* _What this exercise asks_
**A.** In the passage on penile lichen sclerosus, what percentage of the 22 men treated with clobetasol dipropionate 0.05% cream needed a further circumcision?
**B.** Decide whether each statement agrees with the passage on penile lichen sclerosus, answering yes or no and quoting the deciding words: (i) Up to half of pediatric patients who had a foreskin-conservative procedure saw a recurrence. (ii) Topical medium-potency corticosteroids greatly improved the late stages of genital lichen sclerosus in boys. (iii) Topical calcineurin inhibitors have strong systemic immunosuppressive effects.
**C.** Write the next part of the passage on penile lichen sclerosus, starting after its final sentence.

* _Document segment_

This shows how, when there is a clinical suspicion of penile LS, it is not suggested to perform a partial circumcision in order to preserve the foreskin, but it is important to carry out a radical prepuce excision. In fact, it has been reported that up to 50% of pediatric patients undergoing a foreskin-conservative procedure had a recurrence [47].

Although the current European guidelines suggest, with strong evidence, that circumcision should be performed in the case of LS suspicion [48], a consensus regarding the medical treatment is being reached [49]. The majority of LS patients respond to topical corticosteroids with symptom alleviation, clinical improvement, and histologic improvement. The long-term safety of topical corticosteroids continues to be a source of concern due to a lack of adequate long-term trials. Atrophy, formation of striae, rebound reactions, fungal infections, recurrence of the human papilloma virus (HPV) and herpes simplex virus infection, and systemic absorption are all feared side effects of long-term topical corticosteroid maintenance treatment [10]. In particular, Clobetasol dipropionate 0.05% cream, when administered for 2–16 weeks, reduced all histologic characteristics and alleviated itching, burning, discomfort, dyspareunia, phimosis, and dysuria in 22 men with penile LS. A further circumcision was necessary in 27% of cases [50]. Topical medium-potency corticosteroids improved the early and intermediate stages of genital LS in boys both clinically and histologically, but they had little effect on the late stages, which had already led to the development of scarring [51]. The effectiveness of topical corticosteroids in the management of phimosis has been the subject of numerous studies [52,53]. Additional research is required in order to establish an ideal dosage and regimen of topical corticosteroids, to investigate alternative topical interventions, to establish the length of remission, and to evaluate the decreased risk of genital squamous cell carcinoma or genital intraepithelial neoplasia [54]. Pimecrolimus and tacrolimus, two topical calcineurin inhibitors (TCIs), exhibit considerable anti-inflammatory and immunomodulatory, and minimal systemic immunosuppressive, effects. Several studies support the safe and efficient use of TCIs for the treatment of anogenital LS and highlight their superiority over topical corticosteroids due to their lack of atrophogenicity. Nevertheless, atrophy due to LS as a side effect of topical corticosteroid therapy has not yet been distinctly observed [55].

* _Extracted data_

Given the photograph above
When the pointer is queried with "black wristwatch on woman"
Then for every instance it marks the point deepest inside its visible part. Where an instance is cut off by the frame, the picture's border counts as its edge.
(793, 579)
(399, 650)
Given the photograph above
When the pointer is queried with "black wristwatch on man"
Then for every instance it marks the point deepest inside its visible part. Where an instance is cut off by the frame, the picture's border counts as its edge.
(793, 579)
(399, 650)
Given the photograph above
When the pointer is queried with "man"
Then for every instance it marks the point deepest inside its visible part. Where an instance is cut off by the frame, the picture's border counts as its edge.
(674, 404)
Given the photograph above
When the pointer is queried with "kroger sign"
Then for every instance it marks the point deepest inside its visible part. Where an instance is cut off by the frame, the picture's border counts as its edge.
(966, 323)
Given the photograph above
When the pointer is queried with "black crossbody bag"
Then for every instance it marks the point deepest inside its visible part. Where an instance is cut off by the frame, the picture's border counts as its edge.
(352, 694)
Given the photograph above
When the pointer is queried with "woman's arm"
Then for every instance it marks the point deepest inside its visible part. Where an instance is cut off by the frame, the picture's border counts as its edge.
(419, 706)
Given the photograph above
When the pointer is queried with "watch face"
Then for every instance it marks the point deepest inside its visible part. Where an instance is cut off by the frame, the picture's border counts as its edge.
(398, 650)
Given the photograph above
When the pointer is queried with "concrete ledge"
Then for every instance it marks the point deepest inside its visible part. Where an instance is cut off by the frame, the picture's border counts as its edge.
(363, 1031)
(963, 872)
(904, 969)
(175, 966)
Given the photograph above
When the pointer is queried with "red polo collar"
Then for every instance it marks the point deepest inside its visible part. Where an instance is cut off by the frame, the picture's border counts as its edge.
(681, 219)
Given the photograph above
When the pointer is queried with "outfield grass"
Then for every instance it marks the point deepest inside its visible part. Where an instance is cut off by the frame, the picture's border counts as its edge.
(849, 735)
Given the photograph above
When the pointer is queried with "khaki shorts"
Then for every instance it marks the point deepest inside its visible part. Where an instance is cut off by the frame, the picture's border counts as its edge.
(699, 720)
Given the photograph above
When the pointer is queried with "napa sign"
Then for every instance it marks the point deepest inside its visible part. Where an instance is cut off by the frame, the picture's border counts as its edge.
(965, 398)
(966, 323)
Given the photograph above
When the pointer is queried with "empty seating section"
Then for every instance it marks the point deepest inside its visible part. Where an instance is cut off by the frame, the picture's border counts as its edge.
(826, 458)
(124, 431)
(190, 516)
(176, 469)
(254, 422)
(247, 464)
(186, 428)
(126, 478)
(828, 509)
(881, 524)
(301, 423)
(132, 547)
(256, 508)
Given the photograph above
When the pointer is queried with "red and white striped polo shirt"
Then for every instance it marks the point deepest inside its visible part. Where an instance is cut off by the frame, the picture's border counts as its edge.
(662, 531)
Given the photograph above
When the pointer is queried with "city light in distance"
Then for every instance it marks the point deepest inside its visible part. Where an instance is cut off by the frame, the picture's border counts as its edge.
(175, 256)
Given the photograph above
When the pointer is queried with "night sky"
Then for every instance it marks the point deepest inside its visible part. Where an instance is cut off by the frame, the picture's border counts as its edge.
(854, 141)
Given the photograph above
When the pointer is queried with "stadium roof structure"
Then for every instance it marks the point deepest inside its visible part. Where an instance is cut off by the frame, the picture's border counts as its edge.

* _Answers for the tasks_
**A.** 27% of cases

**B.**
(i) Yes: "up to 50% of pediatric patients undergoing a foreskin-conservative procedure had a recurrence"
(ii) No: "they had little effect on the late stages, which had already led to the development of scarring"
(iii) No: "minimal systemic immunosuppressive, effects"

**C.**
Topical testosterone is another option for treating LS, but it is not as effective as ultrapotent topical corticosteroids [56,57,58].

Photodynamic treatment, phototherapy, and photodynamic therapy, according to multiple case studies, appear to be somewhat successful alternative therapeutic approaches for treating LS that is resistant to standard treatment [59,60].

Indeed, circumcision is the only option in 96% of instances, and the use of topical steroids after circumcision is crucial for preventing complications associated with LS [6].

However, while medical therapy is effective for symptomatic relief and reductions in atrophy, scarring, and strictures in juvenile penile LS, it remains controversial whether medical treatment will prevent the development of SCC [49].

5. Conclusions

In conclusion, our immunohistological findings confirm an immune reaction and a proliferative behavior in juvenile LS of the foreskin, similar to adult genital LS. We believe that radical circumcision should be the first choice of treatment in pediatric patients with clinical suspicions of LS due to the potential risk of transformation to SCC in adulthood. In this regard, in the case of medical or foreskin-preserving therapy for LS, short- and long-term follow-ups are warranted in order to identify LS-related sequelae in the early stages.